» **The request**: Tally the lines in the material below that contain the string "black", matching case exactly, and reply with the number alone.

* START Material for the task *

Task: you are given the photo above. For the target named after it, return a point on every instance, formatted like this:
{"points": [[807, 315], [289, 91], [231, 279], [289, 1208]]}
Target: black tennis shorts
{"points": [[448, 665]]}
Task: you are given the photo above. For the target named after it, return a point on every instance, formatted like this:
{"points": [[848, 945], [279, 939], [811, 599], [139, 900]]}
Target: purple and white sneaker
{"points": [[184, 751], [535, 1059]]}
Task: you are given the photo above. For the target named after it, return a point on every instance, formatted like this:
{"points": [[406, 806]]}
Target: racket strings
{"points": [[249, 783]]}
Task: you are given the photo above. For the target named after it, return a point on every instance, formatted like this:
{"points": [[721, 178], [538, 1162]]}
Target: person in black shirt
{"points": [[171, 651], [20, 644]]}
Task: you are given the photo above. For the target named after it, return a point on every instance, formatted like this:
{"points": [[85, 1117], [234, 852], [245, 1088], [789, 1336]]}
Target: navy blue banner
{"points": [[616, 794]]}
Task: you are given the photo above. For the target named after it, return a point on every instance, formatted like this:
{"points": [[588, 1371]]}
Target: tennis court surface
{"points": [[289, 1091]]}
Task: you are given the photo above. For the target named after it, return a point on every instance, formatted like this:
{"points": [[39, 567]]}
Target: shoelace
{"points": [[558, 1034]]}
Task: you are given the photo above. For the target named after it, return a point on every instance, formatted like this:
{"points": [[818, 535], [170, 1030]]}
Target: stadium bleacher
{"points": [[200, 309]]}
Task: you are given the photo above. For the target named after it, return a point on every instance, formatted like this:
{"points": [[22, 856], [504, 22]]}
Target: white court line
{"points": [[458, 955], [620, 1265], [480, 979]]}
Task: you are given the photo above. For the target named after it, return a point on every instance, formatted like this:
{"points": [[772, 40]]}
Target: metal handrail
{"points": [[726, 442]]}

* END Material for the task *

» **Task solution**: 2